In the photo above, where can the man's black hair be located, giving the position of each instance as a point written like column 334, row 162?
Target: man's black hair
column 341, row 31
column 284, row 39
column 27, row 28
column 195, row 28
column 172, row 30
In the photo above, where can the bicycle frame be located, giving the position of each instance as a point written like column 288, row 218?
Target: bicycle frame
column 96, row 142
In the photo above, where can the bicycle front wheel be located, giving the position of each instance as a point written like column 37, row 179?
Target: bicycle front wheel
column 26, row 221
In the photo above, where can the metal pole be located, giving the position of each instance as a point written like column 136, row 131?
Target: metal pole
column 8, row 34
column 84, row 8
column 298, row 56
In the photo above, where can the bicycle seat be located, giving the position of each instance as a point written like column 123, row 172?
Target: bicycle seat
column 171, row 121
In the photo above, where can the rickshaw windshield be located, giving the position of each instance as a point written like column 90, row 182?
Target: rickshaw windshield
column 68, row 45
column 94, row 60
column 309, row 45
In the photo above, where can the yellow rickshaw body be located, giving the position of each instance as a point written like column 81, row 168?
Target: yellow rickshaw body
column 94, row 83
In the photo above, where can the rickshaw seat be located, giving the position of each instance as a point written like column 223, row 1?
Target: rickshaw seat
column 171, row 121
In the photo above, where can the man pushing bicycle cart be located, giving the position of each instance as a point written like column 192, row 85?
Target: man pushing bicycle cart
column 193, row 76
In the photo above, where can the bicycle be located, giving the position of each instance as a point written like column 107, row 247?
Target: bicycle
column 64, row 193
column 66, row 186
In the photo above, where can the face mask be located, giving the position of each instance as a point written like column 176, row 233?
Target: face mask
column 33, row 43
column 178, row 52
■ ■ ■ ■
[TASK INSTRUCTIONS]: Each line of the listing is to be repeated exactly.

[WRITTEN SOLUTION]:
In the photo above, where can the man's black hair be located, giving the position of each instance as a point written like column 334, row 162?
Target: man's black hair
column 341, row 31
column 284, row 39
column 27, row 28
column 195, row 28
column 172, row 30
In the photo above, where can the bicycle frame be located, giving the position of each instance as a point written like column 288, row 218?
Target: bicycle frame
column 96, row 142
In the photo above, where can the bicycle front wheel be located, giving the position of each instance as a point written like column 37, row 179?
Target: bicycle front wheel
column 26, row 221
In the photo above, where can the metal pole be located, giving the position of each instance as a point written like column 136, row 131?
Target: metal pole
column 8, row 34
column 84, row 8
column 298, row 56
In the photo above, where can the bicycle seat be located, giving the position of each instance as a point written like column 123, row 172?
Target: bicycle seat
column 171, row 121
In the photo above, where can the rickshaw windshield be located, giving the position of each instance as a point written like column 90, row 182?
Target: rickshaw windshield
column 68, row 45
column 94, row 60
column 309, row 45
In the photo above, where can the yellow rickshaw body be located, giving the position of each instance as a point written like column 81, row 168?
Target: yellow rickshaw body
column 94, row 83
In the photo above, where can the rickshaw seat be located, giving the position of each instance as a point written like column 223, row 1?
Target: rickshaw seat
column 171, row 121
In the photo above, where can the man pushing bicycle cart be located, giving the position of each instance as a point written like column 192, row 85?
Target: man pushing bicycle cart
column 193, row 76
In the photo above, where can the bicycle be located, giving the position of each instance as a point written like column 107, row 247?
Target: bicycle
column 64, row 193
column 66, row 186
In the photo above, where can the face mask be located, giving the position of each instance as a point written like column 176, row 233?
Target: face mask
column 33, row 43
column 178, row 52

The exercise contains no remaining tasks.